- Text -
— BEGIN —

Replacing Paper Airmen Certificates With Plastic Certificates
A number of individual commenters expressed the view that the change from paper to plastic certificates will have no benefit on drug enforcement or improving aviation security. They opposed the expense, however modest, as an additional fee without a benefit. A smaller number of individual commenters supported the enhanced certificates, as did the Airline Pilots Association and the Aircraft Owners and Pilots Association.
The FAA is convinced that the plastic certificates provide a significantly higher level of integrity. The security features of the plastic certificates are significant. The out-of-pocket costs of two dollars coupled with the ability to easily obtain the new certificate through the Internet, makes this a significant improvement with minimal impact. Start Printed Page 10665
Some individual commenters, as well as the National Air Transportation Association and the Regional Airlines Association, suggested that this rulemaking be held in abeyance until such time that the FAA moves forward to address the requirement of IRTPA to add photographs to pilot certificates. They objected to the cost and inconvenience of obtaining a plastic certificate only to have to take another action related to a later rulemaking soon thereafter to implement IRTPA.
The initiative to address IRTPA, including requiring photographs on pilot certificates, will require additional rulemaking. It typically takes several years to complete a rulemaking project, and in the case of the photo ID requirement, we have not yet issued a proposal for public comment. Meanwhile, we have already issued plastic certificates to nearly 60 percent of pilots. The replacement of the remaining paper certificates with new plastic ones is a low-cost, easy way to improve the quality of certificates in the near term. In addition, the FAA currently has in place regulations that require pilots to provide a form of third-party photo identification to exercise the privileges of the airman certificate.

— END —

- Source material -
— BEGIN —

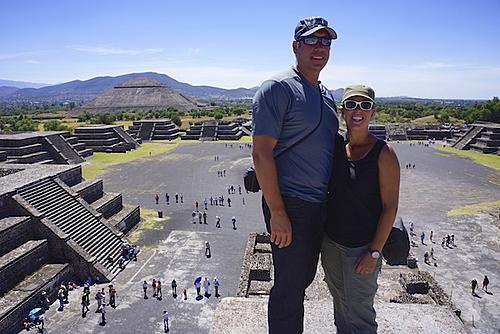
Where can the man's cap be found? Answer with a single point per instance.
(310, 25)
(359, 90)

— END —

- Goal -
Reproduce verbatim the full text on replacing paper airmen certificates with plastic certificates, from its heading through its final sentence.

- Solution -
Replacing Paper Airmen Certificates With Plastic Certificates
A number of individual commenters expressed the view that the change from paper to plastic certificates will have no benefit on drug enforcement or improving aviation security. They opposed the expense, however modest, as an additional fee without a benefit. A smaller number of individual commenters supported the enhanced certificates, as did the Airline Pilots Association and the Aircraft Owners and Pilots Association.
The FAA is convinced that the plastic certificates provide a significantly higher level of integrity. The security features of the plastic certificates are significant. The out-of-pocket costs of two dollars coupled with the ability to easily obtain the new certificate through the Internet, makes this a significant improvement with minimal impact. Start Printed Page 10665
Some individual commenters, as well as the National Air Transportation Association and the Regional Airlines Association, suggested that this rulemaking be held in abeyance until such time that the FAA moves forward to address the requirement of IRTPA to add photographs to pilot certificates. They objected to the cost and inconvenience of obtaining a plastic certificate only to have to take another action related to a later rulemaking soon thereafter to implement IRTPA.
The initiative to address IRTPA, including requiring photographs on pilot certificates, will require additional rulemaking. It typically takes several years to complete a rulemaking project, and in the case of the photo ID requirement, we have not yet issued a proposal for public comment. Meanwhile, we have already issued plastic certificates to nearly 60 percent of pilots. The replacement of the remaining paper certificates with new plastic ones is a low-cost, easy way to improve the quality of certificates in the near term. In addition, the FAA currently has in place regulations that require pilots to provide a form of third-party photo identification to exercise the privileges of the airman certificate.